#### Exercise materials ####

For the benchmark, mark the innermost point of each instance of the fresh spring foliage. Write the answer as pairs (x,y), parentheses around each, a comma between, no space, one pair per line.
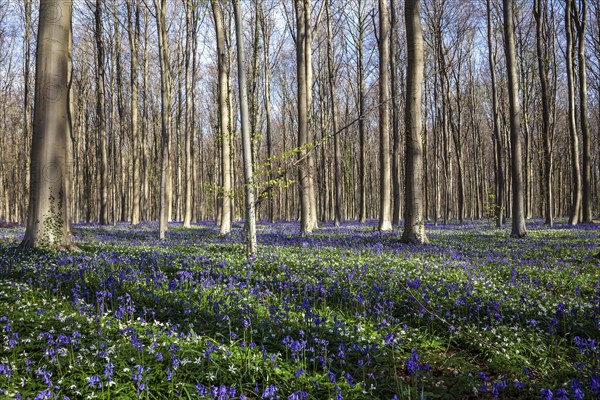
(347,313)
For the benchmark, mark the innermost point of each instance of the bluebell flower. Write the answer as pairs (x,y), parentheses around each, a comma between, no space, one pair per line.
(269,392)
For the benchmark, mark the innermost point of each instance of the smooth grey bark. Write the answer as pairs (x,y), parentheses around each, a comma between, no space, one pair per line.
(189,14)
(165,93)
(517,211)
(575,163)
(133,24)
(304,171)
(542,49)
(580,15)
(337,153)
(396,165)
(499,142)
(47,220)
(224,123)
(362,215)
(246,142)
(101,112)
(385,178)
(414,223)
(268,124)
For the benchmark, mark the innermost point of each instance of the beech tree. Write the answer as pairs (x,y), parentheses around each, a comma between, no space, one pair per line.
(47,219)
(160,7)
(385,179)
(246,141)
(414,223)
(517,210)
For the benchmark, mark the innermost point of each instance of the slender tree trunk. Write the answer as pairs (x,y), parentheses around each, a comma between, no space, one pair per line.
(189,12)
(385,179)
(414,224)
(517,212)
(246,140)
(133,21)
(396,184)
(309,105)
(306,221)
(337,155)
(362,185)
(224,123)
(580,24)
(575,164)
(541,21)
(499,156)
(165,91)
(269,134)
(47,220)
(101,113)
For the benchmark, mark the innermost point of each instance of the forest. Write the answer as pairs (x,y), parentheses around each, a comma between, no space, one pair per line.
(299,199)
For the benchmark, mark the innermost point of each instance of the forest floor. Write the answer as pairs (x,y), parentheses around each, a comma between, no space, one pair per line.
(345,313)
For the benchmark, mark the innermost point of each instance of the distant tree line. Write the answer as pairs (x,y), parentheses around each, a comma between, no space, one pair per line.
(322,110)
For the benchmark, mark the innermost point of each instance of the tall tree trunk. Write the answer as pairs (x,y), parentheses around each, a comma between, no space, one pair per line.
(517,212)
(575,164)
(101,113)
(414,223)
(580,24)
(246,140)
(303,8)
(499,156)
(47,220)
(267,66)
(133,21)
(189,13)
(542,48)
(394,51)
(362,185)
(309,106)
(224,123)
(385,179)
(337,155)
(165,92)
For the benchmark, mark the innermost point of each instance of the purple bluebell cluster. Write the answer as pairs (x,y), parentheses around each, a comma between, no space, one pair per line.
(344,313)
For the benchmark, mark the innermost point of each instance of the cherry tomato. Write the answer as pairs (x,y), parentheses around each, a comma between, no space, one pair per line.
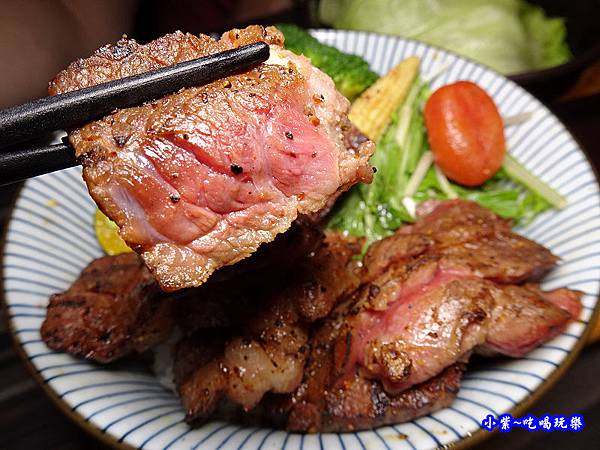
(465,132)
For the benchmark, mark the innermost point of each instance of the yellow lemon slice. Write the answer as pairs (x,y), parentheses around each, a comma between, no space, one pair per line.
(107,233)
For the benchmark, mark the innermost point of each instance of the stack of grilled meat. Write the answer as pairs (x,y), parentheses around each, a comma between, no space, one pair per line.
(305,334)
(319,340)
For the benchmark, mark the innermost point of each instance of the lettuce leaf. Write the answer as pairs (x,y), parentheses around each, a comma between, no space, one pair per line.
(510,36)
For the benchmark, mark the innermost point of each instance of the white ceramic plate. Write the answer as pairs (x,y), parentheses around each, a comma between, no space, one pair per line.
(50,238)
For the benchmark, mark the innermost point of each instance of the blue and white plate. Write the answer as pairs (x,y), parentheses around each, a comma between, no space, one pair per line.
(50,238)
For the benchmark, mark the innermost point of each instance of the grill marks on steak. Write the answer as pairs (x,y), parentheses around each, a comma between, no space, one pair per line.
(401,338)
(263,345)
(316,343)
(113,309)
(199,179)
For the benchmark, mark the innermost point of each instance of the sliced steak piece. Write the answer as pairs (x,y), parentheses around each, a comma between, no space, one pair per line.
(331,400)
(419,318)
(200,179)
(362,404)
(526,316)
(260,344)
(113,309)
(469,238)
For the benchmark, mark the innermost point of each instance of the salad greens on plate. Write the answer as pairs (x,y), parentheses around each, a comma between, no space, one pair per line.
(406,174)
(511,36)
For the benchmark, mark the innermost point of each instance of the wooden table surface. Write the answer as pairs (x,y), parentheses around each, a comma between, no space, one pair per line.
(29,421)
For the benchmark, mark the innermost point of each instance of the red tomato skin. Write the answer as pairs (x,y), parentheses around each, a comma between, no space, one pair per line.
(465,132)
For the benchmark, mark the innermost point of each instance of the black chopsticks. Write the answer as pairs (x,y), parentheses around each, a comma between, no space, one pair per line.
(65,111)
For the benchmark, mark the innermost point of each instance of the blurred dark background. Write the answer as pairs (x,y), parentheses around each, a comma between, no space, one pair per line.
(38,38)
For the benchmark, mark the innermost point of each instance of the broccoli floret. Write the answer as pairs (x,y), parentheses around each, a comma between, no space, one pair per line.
(350,73)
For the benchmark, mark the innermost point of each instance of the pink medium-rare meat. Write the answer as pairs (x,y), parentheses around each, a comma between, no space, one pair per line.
(200,179)
(466,236)
(439,288)
(415,321)
(113,309)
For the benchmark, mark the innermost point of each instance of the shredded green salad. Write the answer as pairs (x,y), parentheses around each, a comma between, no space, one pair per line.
(407,176)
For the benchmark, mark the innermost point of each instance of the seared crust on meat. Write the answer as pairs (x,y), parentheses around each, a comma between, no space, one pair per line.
(200,179)
(113,309)
(262,345)
(362,404)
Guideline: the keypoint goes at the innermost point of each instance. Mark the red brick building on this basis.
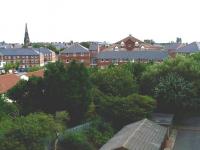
(75, 52)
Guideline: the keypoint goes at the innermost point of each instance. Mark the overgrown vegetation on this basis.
(118, 95)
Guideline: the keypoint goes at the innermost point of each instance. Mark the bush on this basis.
(116, 81)
(74, 141)
(99, 132)
(121, 111)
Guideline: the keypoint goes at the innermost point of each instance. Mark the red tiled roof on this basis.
(39, 73)
(7, 82)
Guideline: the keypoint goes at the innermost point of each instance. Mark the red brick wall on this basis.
(78, 57)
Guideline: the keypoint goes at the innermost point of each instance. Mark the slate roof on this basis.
(44, 50)
(141, 135)
(190, 48)
(163, 119)
(19, 52)
(173, 46)
(93, 46)
(76, 48)
(7, 82)
(142, 54)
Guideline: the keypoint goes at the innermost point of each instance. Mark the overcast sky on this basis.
(99, 20)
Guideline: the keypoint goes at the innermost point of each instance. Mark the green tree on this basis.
(99, 132)
(121, 111)
(29, 133)
(29, 95)
(174, 94)
(78, 87)
(74, 141)
(116, 81)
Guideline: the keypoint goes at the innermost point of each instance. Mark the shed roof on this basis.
(163, 119)
(141, 135)
(190, 48)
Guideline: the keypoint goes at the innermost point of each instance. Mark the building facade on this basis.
(25, 56)
(75, 52)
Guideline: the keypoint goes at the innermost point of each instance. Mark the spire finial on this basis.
(26, 37)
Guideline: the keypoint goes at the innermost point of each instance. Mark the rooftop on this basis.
(141, 135)
(76, 48)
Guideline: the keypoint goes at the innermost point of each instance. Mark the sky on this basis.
(99, 20)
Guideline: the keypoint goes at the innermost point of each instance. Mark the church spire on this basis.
(26, 37)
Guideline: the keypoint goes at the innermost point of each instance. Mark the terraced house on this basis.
(75, 52)
(25, 56)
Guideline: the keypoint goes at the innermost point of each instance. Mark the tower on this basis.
(26, 37)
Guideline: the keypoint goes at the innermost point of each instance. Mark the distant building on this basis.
(173, 47)
(26, 37)
(49, 55)
(126, 50)
(27, 57)
(75, 52)
(191, 48)
(130, 49)
(141, 135)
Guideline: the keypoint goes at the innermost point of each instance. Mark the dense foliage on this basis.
(28, 133)
(74, 94)
(116, 81)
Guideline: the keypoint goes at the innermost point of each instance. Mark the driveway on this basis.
(188, 137)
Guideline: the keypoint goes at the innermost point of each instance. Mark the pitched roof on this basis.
(7, 82)
(129, 37)
(44, 50)
(173, 46)
(144, 135)
(93, 46)
(142, 54)
(163, 119)
(39, 73)
(76, 48)
(19, 52)
(190, 48)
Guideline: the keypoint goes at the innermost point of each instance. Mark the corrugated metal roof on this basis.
(19, 51)
(190, 48)
(149, 55)
(141, 135)
(76, 48)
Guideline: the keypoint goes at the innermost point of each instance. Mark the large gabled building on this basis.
(75, 52)
(130, 49)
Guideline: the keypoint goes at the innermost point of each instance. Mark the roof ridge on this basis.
(137, 129)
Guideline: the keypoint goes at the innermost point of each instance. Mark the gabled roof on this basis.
(19, 52)
(141, 135)
(142, 54)
(173, 46)
(93, 46)
(76, 48)
(190, 48)
(129, 37)
(44, 50)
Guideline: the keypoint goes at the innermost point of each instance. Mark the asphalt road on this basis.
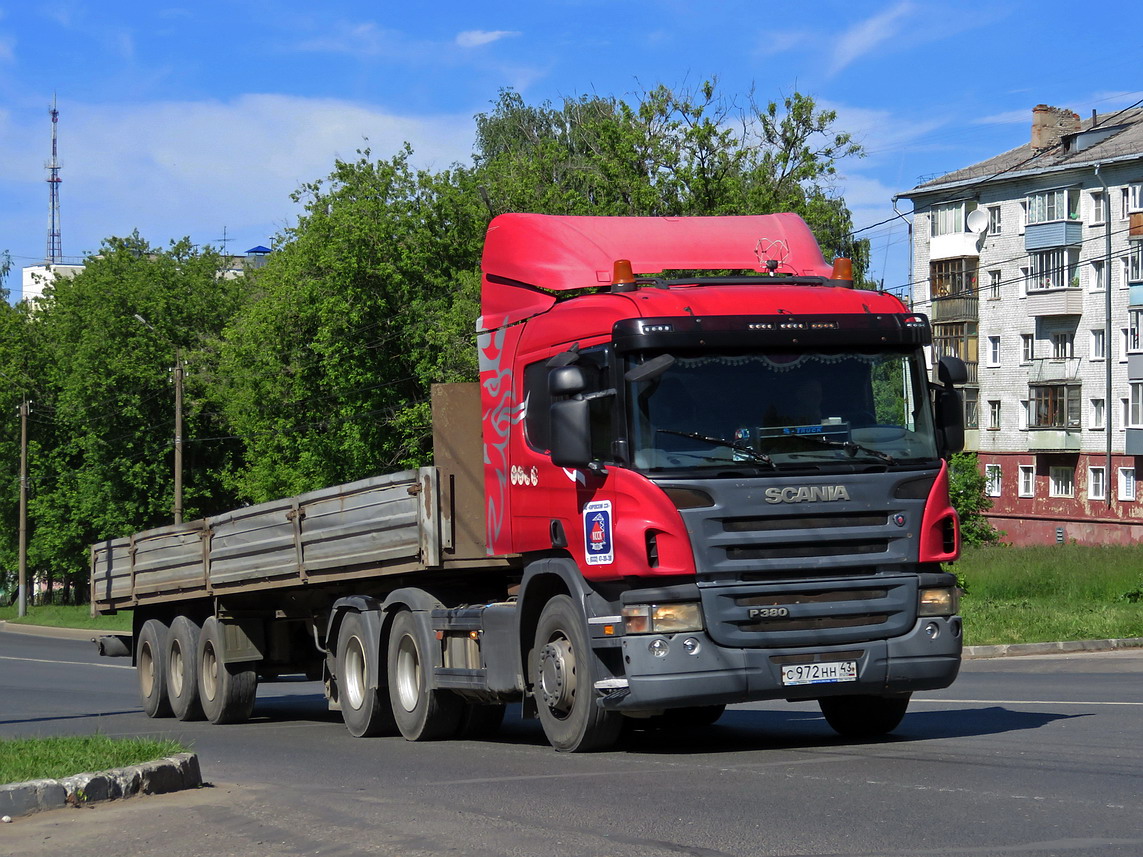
(1029, 757)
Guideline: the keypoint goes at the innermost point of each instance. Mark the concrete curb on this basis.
(973, 653)
(172, 774)
(62, 633)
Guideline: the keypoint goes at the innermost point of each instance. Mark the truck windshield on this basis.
(781, 409)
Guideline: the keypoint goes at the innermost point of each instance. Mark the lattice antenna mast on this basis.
(55, 254)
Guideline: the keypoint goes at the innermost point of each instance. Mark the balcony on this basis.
(954, 307)
(1046, 370)
(1055, 302)
(1053, 233)
(1054, 440)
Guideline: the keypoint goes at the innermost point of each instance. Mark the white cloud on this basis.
(189, 168)
(478, 38)
(868, 35)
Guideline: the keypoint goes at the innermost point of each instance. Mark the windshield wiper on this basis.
(852, 447)
(752, 454)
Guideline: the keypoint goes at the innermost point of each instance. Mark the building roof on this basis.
(1108, 138)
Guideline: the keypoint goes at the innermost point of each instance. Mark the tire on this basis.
(151, 666)
(226, 691)
(864, 717)
(421, 712)
(480, 722)
(182, 669)
(365, 710)
(561, 671)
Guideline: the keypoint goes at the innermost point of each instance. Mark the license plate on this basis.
(820, 673)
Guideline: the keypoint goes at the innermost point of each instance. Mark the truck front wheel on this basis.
(225, 690)
(421, 712)
(864, 717)
(564, 682)
(182, 669)
(151, 665)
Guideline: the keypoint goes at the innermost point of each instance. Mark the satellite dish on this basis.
(977, 221)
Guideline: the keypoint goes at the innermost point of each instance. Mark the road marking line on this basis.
(1020, 702)
(72, 663)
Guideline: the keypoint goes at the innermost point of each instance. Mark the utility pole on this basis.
(178, 435)
(22, 609)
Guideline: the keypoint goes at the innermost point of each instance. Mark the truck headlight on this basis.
(937, 601)
(672, 618)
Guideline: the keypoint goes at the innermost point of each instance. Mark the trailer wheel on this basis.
(864, 717)
(421, 712)
(365, 710)
(151, 665)
(564, 682)
(225, 690)
(182, 669)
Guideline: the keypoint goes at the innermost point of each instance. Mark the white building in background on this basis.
(1010, 263)
(34, 278)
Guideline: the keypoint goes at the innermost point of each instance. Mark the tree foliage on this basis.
(967, 490)
(316, 368)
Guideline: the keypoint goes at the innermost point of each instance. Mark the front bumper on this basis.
(925, 658)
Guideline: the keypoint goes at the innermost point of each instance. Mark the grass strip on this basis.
(24, 759)
(68, 616)
(1050, 593)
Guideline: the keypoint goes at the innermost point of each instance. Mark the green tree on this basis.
(967, 490)
(105, 342)
(357, 312)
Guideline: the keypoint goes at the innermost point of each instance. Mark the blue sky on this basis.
(199, 120)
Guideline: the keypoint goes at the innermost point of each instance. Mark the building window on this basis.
(1127, 483)
(1063, 345)
(1026, 480)
(949, 219)
(994, 223)
(1135, 406)
(1061, 482)
(1098, 415)
(993, 415)
(1054, 406)
(1134, 317)
(1050, 270)
(1134, 266)
(1096, 483)
(1134, 193)
(1098, 275)
(992, 480)
(953, 277)
(1028, 343)
(972, 415)
(1098, 207)
(1058, 205)
(1098, 344)
(993, 285)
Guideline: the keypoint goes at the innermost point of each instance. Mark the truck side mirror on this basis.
(949, 407)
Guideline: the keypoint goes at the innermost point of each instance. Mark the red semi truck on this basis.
(713, 472)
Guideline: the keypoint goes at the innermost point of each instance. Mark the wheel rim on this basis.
(408, 673)
(557, 677)
(176, 669)
(354, 673)
(209, 671)
(146, 670)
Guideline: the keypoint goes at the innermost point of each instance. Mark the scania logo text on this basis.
(807, 494)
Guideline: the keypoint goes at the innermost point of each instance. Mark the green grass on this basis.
(1050, 592)
(24, 759)
(68, 616)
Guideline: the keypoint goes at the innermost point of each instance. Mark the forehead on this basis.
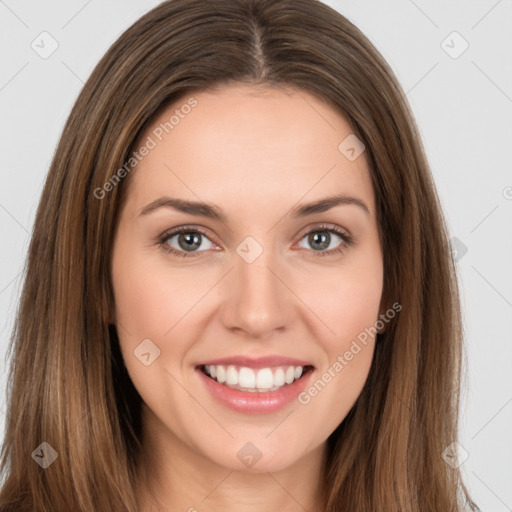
(247, 143)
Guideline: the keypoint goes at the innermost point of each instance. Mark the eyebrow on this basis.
(215, 212)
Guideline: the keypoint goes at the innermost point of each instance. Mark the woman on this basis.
(183, 342)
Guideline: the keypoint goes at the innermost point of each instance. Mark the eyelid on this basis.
(343, 233)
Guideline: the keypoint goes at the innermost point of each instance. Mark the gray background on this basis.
(463, 105)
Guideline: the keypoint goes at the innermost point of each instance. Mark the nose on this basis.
(257, 301)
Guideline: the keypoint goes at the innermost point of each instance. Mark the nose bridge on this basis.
(256, 299)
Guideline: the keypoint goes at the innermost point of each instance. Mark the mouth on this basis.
(255, 380)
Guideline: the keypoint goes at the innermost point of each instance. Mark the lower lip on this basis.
(255, 402)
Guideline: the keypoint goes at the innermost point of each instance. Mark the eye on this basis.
(188, 241)
(321, 238)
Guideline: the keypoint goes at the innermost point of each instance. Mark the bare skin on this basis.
(257, 154)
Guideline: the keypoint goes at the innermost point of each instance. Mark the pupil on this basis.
(324, 239)
(191, 240)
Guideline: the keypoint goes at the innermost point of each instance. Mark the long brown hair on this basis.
(68, 385)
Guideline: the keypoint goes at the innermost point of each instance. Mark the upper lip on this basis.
(257, 362)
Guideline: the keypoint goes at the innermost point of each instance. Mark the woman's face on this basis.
(256, 283)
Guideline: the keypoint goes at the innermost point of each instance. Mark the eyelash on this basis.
(347, 240)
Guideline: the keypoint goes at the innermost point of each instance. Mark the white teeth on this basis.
(265, 379)
(231, 376)
(249, 379)
(279, 377)
(246, 378)
(221, 374)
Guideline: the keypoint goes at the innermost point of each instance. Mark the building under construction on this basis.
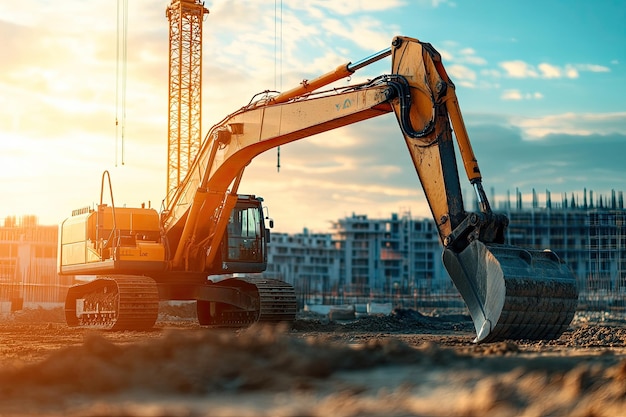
(28, 273)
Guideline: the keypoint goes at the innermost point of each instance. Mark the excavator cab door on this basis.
(244, 248)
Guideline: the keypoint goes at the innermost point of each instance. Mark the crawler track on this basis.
(275, 301)
(126, 302)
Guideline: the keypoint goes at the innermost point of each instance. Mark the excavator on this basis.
(208, 242)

####

Reproduce the material starting with the line that contains "door on this basis." and going on through the end of the material, with the requests included. Scale every point coordinate in the answers by 0.9 and round each result to a whole number, rounding halves up.

Guideline: the keypoint goes at the innermost point of each instance. Mark the excavator cab door on this basis.
(220, 223)
Guideline: the keypoint goes at the innermost point of each instance. Mark the crawler track on this basis.
(248, 271)
(113, 272)
Guideline: the keypoint goes at the innermost point of each instance. Mark the excavator on this basis.
(187, 218)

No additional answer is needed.